Si la politique se définit comme « la science du gouvernement de la cité »[1] elle évoque aussitôt de grandes responsabilités et d’aussi grandes qualités à l’aune desquelles tout homme politique doit être évalué. Parmi les plus évidentes viennent à l’esprit :
– la défense des intérêts du peuple qu’il dirige,
– la capacité à élever celui-ci, à le tirer vers le haut, à améliorer son sort.
Ces dimensions impliquent un don de soi évident, un charisme au service de l’élévation du peuple, beaucoup d’intérêt naturellement pour ledit peuple, ainsi qu’une indéfectible honnêteté.
Dans son livre « La condition politique », Marcel Gauchet décrit notamment le processus qui a consisté, pour les sociétés humaines modernes, à quitter peu à peu le giron du religieux pour rentrer dans une ère où les citoyens choisissent parmi leurs semblables, non plus un représentant de Dieu sur terre, mais celui ou celle qui veille à la gestion de leurs intérêts quotidiens. A la différence du premier, l’élu du peuple bénéficie donc d’un mandat nettement plus prosaïque. Il est par conséquent tenu à une obligation de résultats. En effet, ce n’est plus à Dieu de dicter au peuple (via son représentant) ce qu’il convient de faire, mais au peuple d’exprimer sa satisfaction ou pas vis-à-vis de celui qui gère la cité.
Comme dans tout mandat électif, le risque est hélas grand de tomber sur un homme politique qui détourne ne serait-ce que partiellement le pouvoir à son profit. De nombreux pays dans le monde illustrent encore ce genre d’abus, avec, dans les cas les plus extrêmes la captation des richesses du pays et le maintien au pouvoir par la force et la terreur.
En France, nous n’en sommes pas là. Pas encore diront certains. Car entre l’abnégation d’un homme idéalement dévoué à son peuple et l’indécence d’un dictateur de république bananière, existe une infinité de nuances sur lesquelles, nous citoyens, devons rester vigilants et juger la façon dont se comporte et évolue celui qui nous gouverne. Le rôle de chacun d’entre nous n’est-il pas d’analyser toute nouvelle péripétie de sa part selon l’ensemble de ses actes passés ? Dans une démocratie en crise comme la nôtre, ou dans ce qu’il en reste de démocratique, ne serait-il pas criminel de se montrer naïf plusieurs fois de suite ?

__________________________________________________

* CONSIGNE *
Selon l'extrait, à quelle obligation l'élu du peuple est-il tenu ? Répondez en une phrase, s'il vous plaît.

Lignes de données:
__________________________________________________

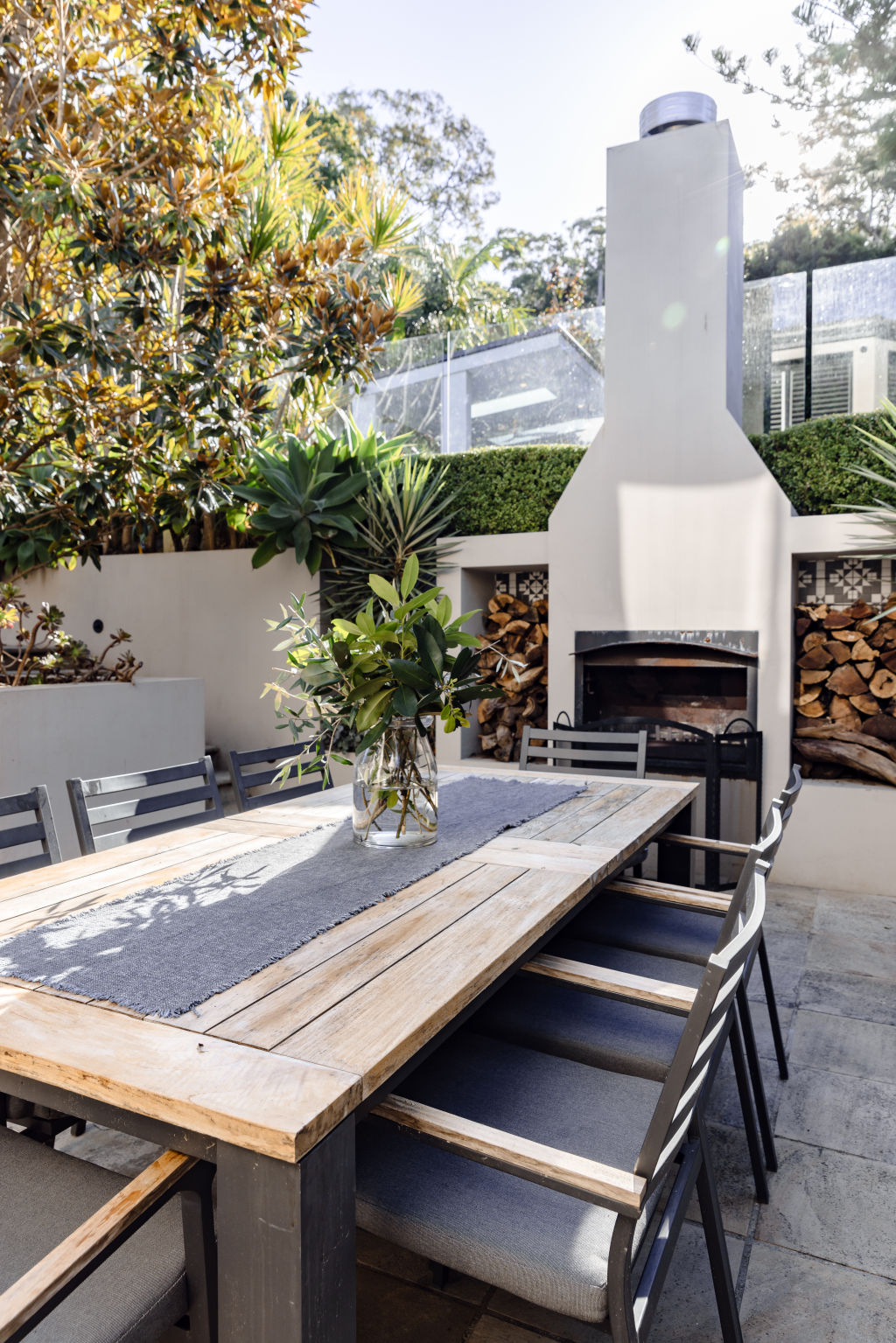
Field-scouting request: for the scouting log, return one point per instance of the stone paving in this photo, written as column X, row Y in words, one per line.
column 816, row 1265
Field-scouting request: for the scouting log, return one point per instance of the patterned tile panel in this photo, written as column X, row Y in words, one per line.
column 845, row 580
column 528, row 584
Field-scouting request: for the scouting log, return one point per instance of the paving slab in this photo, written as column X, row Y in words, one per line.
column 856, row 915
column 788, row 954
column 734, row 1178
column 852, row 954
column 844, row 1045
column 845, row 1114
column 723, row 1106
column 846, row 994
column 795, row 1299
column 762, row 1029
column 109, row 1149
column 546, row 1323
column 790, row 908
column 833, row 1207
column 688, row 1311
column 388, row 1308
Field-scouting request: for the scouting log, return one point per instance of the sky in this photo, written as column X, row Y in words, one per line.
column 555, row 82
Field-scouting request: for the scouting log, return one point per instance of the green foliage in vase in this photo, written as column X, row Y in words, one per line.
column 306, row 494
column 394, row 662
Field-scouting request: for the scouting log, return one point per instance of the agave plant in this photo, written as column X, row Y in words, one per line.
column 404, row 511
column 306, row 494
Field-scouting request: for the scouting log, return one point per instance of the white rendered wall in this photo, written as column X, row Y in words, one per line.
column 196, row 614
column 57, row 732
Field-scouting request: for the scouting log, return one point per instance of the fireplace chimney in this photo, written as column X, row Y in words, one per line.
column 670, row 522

__________________________________________________

* CORRIGÉ *
Il est tenu à une obligation de résultats.